_EXERCISE INSTRUCTIONS:_
Reproduce each record below exactly as written.

_PROVIDED DATA:_
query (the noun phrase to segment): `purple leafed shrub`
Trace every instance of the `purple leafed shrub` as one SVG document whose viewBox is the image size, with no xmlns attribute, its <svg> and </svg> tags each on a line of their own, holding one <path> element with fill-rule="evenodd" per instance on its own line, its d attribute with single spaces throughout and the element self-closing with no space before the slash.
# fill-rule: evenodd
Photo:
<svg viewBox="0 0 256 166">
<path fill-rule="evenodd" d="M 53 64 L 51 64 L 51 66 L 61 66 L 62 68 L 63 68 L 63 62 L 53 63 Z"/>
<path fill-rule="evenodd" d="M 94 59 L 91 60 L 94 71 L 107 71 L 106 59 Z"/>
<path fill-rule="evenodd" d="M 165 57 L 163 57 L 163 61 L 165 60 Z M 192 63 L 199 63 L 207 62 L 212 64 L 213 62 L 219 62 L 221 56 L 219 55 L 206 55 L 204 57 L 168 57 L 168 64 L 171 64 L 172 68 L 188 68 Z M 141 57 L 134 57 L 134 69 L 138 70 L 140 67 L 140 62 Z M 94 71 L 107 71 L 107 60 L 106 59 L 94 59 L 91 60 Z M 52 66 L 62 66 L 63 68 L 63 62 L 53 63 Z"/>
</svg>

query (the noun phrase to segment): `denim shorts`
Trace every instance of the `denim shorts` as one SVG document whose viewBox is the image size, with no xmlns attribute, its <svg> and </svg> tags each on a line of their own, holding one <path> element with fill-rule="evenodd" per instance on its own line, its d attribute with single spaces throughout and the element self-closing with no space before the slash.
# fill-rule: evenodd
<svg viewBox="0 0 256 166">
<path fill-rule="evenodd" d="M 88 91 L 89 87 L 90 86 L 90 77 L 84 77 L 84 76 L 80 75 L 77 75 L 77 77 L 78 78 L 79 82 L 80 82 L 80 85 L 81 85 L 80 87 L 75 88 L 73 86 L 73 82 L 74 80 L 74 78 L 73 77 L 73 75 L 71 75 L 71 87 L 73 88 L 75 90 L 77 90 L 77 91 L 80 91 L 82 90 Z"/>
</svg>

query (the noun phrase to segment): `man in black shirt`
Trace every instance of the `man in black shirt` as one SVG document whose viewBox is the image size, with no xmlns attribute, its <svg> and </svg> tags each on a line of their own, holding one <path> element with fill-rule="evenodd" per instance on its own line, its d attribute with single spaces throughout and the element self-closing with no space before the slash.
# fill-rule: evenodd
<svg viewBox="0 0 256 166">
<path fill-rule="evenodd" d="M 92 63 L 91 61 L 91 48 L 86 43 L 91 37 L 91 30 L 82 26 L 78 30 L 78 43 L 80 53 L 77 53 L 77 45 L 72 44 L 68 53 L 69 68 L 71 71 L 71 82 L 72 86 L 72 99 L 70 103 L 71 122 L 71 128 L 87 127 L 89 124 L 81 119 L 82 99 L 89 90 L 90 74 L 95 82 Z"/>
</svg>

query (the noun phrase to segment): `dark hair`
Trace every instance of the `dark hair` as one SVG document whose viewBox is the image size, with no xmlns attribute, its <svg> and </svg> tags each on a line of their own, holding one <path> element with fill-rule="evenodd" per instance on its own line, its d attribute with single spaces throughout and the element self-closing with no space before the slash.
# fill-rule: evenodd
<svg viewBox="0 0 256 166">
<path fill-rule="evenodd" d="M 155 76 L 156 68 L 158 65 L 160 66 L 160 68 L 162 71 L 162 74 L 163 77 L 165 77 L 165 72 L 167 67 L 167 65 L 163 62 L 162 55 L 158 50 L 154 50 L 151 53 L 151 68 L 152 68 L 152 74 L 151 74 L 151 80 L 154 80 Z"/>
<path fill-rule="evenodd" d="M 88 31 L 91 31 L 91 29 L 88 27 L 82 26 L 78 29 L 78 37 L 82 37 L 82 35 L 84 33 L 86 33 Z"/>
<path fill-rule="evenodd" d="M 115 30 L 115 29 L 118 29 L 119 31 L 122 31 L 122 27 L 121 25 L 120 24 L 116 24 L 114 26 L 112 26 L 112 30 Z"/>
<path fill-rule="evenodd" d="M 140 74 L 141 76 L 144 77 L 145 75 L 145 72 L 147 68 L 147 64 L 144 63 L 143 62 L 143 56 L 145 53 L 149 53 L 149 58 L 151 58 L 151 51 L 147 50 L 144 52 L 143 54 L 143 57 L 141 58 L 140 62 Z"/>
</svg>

_TASK ANSWER:_
query (the noun phrase to segment): `purple leafed shrub`
Trace every instance of the `purple leafed shrub` as one SVG document whose viewBox is the image size, with no xmlns attribute, its <svg> and </svg> tags each on a line of their own, holding one <path> element with fill-rule="evenodd" per instance on its own line, its d attribute with single spaces throughout and the element self-closing with no space before the slash.
# fill-rule: evenodd
Photo:
<svg viewBox="0 0 256 166">
<path fill-rule="evenodd" d="M 53 64 L 51 64 L 51 66 L 61 66 L 62 68 L 63 68 L 63 62 L 53 63 Z"/>
<path fill-rule="evenodd" d="M 94 59 L 91 60 L 94 71 L 107 71 L 106 59 Z"/>
<path fill-rule="evenodd" d="M 165 57 L 163 57 L 163 61 L 165 60 Z M 192 63 L 199 63 L 207 62 L 212 64 L 213 62 L 219 62 L 221 56 L 219 55 L 206 55 L 204 57 L 168 57 L 168 64 L 171 64 L 172 68 L 188 68 Z M 141 57 L 134 57 L 134 69 L 138 70 L 140 67 L 140 62 Z M 94 71 L 107 71 L 107 60 L 106 59 L 94 59 L 91 60 Z M 52 66 L 62 66 L 63 68 L 63 62 L 53 63 Z"/>
</svg>

query (the noun phrase to segment): `denim shorts`
Trace every instance of the `denim shorts` as one SVG document whose viewBox is the image size, with no xmlns attribute, its <svg> and </svg> tags each on a line of their own, holding one <path> element with fill-rule="evenodd" per instance on its own line, its d attribute with single spaces throughout and the element self-closing with no space before the slash.
# fill-rule: evenodd
<svg viewBox="0 0 256 166">
<path fill-rule="evenodd" d="M 88 91 L 89 87 L 90 86 L 90 77 L 84 77 L 84 76 L 80 75 L 77 75 L 77 77 L 78 78 L 79 82 L 80 82 L 80 85 L 81 85 L 80 87 L 75 88 L 73 86 L 73 82 L 74 80 L 74 78 L 73 77 L 73 75 L 71 75 L 71 87 L 73 88 L 75 90 L 77 90 L 77 91 L 80 91 L 82 90 Z"/>
</svg>

query (the noun phrase to segment): `man in black shirt`
Trace every instance of the `man in black shirt` as one SVG document whose viewBox is the image size, with no xmlns attribute, its <svg> and </svg> tags each on a line of their own, holding one <path> element with fill-rule="evenodd" per instance on its own line, its d attribute with single spaces throughout and the element self-closing with no space before the slash.
# fill-rule: evenodd
<svg viewBox="0 0 256 166">
<path fill-rule="evenodd" d="M 92 63 L 91 61 L 91 48 L 86 43 L 91 37 L 91 30 L 82 26 L 78 30 L 78 43 L 80 53 L 77 53 L 77 45 L 72 44 L 68 53 L 69 68 L 71 71 L 71 82 L 72 86 L 72 99 L 70 103 L 71 122 L 71 128 L 87 127 L 89 124 L 81 119 L 82 99 L 89 90 L 90 74 L 95 82 Z"/>
</svg>

query (the noun phrase to segment): `dark hair`
Trace every instance of the `dark hair` as one SVG document whose viewBox is the image size, with no xmlns attribute, its <svg> and </svg> tags each on a line of their own, holding one <path> element with fill-rule="evenodd" per instance on its own line, its d attribute with single spaces throughout and the element self-closing with no space before the slash.
# fill-rule: evenodd
<svg viewBox="0 0 256 166">
<path fill-rule="evenodd" d="M 155 76 L 156 68 L 158 65 L 160 66 L 160 68 L 162 71 L 162 74 L 163 77 L 165 77 L 165 72 L 167 67 L 167 65 L 163 62 L 162 55 L 158 50 L 154 50 L 151 53 L 151 68 L 152 68 L 152 74 L 151 74 L 151 80 L 154 80 Z"/>
<path fill-rule="evenodd" d="M 88 31 L 91 31 L 91 29 L 88 27 L 82 26 L 78 29 L 78 37 L 82 37 L 82 35 L 84 33 L 86 33 Z"/>
<path fill-rule="evenodd" d="M 115 30 L 115 29 L 118 29 L 119 31 L 122 31 L 122 27 L 121 25 L 120 24 L 116 24 L 114 26 L 112 26 L 112 30 Z"/>
<path fill-rule="evenodd" d="M 140 74 L 141 76 L 144 77 L 145 75 L 145 72 L 147 68 L 147 64 L 144 63 L 143 62 L 143 56 L 145 53 L 149 53 L 149 58 L 151 58 L 151 51 L 147 50 L 144 52 L 143 54 L 143 57 L 141 58 L 140 62 Z"/>
</svg>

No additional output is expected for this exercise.